Hasta siempre

ANTONIO GARRIDO MUDARRA, de Frailes. Este silencio no es lo mismo

Este silencio no es lo mismo. Nunca fuiste una persona de mucho hablar. Aprendí a leerte     la mirada para saber lo que sentías y no expresabas con palabras. Con solo mirarte a los ojos sabía si estabas triste, enfadado o contento. Y cuando estabas contento, tenías un brillo en la mirada que me encantaba.

    23 sep 2012 / 10:02 H.

    Me acostumbré a tu silencio, pero ahora este silencio no es lo mismo. Este silencio duele mucho. Duele mucho saber que ya no oiré nunca más el tintineo de las llaves anunciando tu llegada, ni tu voz diciéndome: “Mami, ¿dónde estas? (me encantaba cuando me llamabas mami). Ya estoy aquí, mira lo que traigo”. Porque cuando salías al campo nunca volvías con las manos vacías: setas, espárragos, una almendra, una fruta o una hortaliza, algo, siempre algo. El campo era tu pasión, toda tu vida has sido un trabajador incansable, cumplidor y responsable. Lo hacías por obligación, por ganar un jornal para tu casa y cuidar de tu familia, pero también por devoción;  labrabas la tierra y cultivabas los olivos con auténtico esmero y satisfacción. La tranquilidad y el silencio del campo, entonces, tenían otro sentido pero ahora este silencio no es lo mismo. Este silencio me muestra el vacío, los olivos se sienten huérfanos y yo no me siento capaz de seguir dándoles mimos. Sin ti nada es lo mismo. Eras tan discreto que jamás te quejabas.
    Durante tu larga enfermedad fuiste duro y luchador, no te dejaste vencer, no te rendiste y no mostraste debilidad en ningún momento, pero la enfermedad ganó la batalla. ¡Maldita silenciosa y poderosa enfermedad!

Información proporcionada:

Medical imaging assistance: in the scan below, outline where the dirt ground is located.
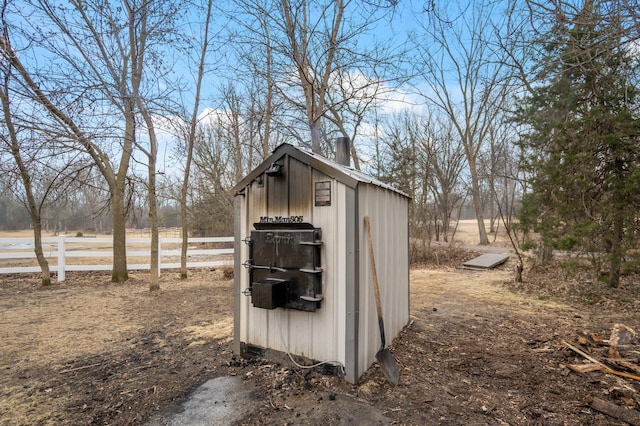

Orden de trabajo 1:
Responde con datos del texto extraído:
(a) ¿Cómo sabía quien escribe lo que sentía la persona a quien se dirige, cuando esta no lo expresaba con palabras?
(b) ¿Qué sonido anunciaba la llegada de esa persona?
(c) ¿Qué cosas traía del campo, según se enumeran?
Orden de trabajo 2: Según el texto extraído, ¿por qué trabajaba el campo la persona a quien se dirige? Explícalo en una a tres oraciones.

Respuesta escrita 1:
(a) Le leía la mirada: con solo mirarle a los ojos sabía si estaba triste, enfadado o contento.
(b) El tintineo de las llaves.
(c) Setas, espárragos, una almendra, una fruta o una hortaliza.

Respuesta escrita 2: Trabajaba el campo por obligación, para ganar un jornal para su casa y cuidar de su familia. También lo hacía por devoción, pues labraba la tierra y cultivaba los olivos con auténtico esmero y satisfacción.